* PROVIDED RECORDS
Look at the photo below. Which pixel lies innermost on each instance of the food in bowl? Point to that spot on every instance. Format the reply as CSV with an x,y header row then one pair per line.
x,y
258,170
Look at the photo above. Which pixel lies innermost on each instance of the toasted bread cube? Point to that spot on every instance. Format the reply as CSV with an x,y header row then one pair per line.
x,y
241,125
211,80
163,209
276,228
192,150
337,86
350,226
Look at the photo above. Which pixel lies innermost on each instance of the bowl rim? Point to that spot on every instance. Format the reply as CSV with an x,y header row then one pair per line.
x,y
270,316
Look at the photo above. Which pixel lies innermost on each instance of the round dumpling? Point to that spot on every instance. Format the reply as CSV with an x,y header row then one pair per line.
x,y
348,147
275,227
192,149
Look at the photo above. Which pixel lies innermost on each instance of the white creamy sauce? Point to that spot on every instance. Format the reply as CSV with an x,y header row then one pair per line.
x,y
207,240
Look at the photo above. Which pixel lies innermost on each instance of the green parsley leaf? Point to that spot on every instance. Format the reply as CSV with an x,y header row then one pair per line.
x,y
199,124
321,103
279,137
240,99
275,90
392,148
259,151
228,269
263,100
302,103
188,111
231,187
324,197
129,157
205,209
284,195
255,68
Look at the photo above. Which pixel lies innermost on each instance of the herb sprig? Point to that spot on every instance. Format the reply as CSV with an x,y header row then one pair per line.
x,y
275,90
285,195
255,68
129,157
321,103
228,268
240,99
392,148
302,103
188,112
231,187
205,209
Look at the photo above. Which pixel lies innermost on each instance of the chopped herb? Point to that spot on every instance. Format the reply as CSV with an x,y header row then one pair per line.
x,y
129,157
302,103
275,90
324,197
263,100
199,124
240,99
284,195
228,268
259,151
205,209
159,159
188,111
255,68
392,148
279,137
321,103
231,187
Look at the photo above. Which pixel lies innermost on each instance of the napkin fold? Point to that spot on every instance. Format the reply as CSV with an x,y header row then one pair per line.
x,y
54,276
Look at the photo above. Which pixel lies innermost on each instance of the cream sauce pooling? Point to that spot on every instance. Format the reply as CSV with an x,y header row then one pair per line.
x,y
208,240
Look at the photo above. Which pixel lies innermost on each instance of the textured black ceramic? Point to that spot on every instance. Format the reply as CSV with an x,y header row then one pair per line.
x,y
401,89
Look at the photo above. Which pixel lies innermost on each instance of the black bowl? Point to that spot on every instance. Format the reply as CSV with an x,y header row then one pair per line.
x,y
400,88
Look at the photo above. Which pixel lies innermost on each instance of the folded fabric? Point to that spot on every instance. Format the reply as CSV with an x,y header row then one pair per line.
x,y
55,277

* BRIEF
The line containing "of the cream" marks the start. Reproduce it and all lines after it through the end of the listing, exactly and alone.

* EXERCISE ANSWER
Look at the photo above. Which pixel lies innermost on each instance of the cream sauce pooling? Point to that spot on every instance. Format the reply as CSV with an x,y header row then one pair per line.
x,y
208,240
Look at the photo above. Which pixel lies innermost on each instance of the textured black ceramic? Point to that spot on every instance. Format the reply as CSV with an x,y header row then one pair per line.
x,y
401,89
Look at the photo above. Which pixel lies innermost on each instance of the black bowl? Point to that spot on every instance. Format the reply as CSV with an x,y header row then one pair per line.
x,y
400,88
Look at the photo above. Which pixel lies innermost on each instance of the folded fabric? Point to that spot on every instance. Format the reply as CSV with an x,y header row then one pair per line.
x,y
55,277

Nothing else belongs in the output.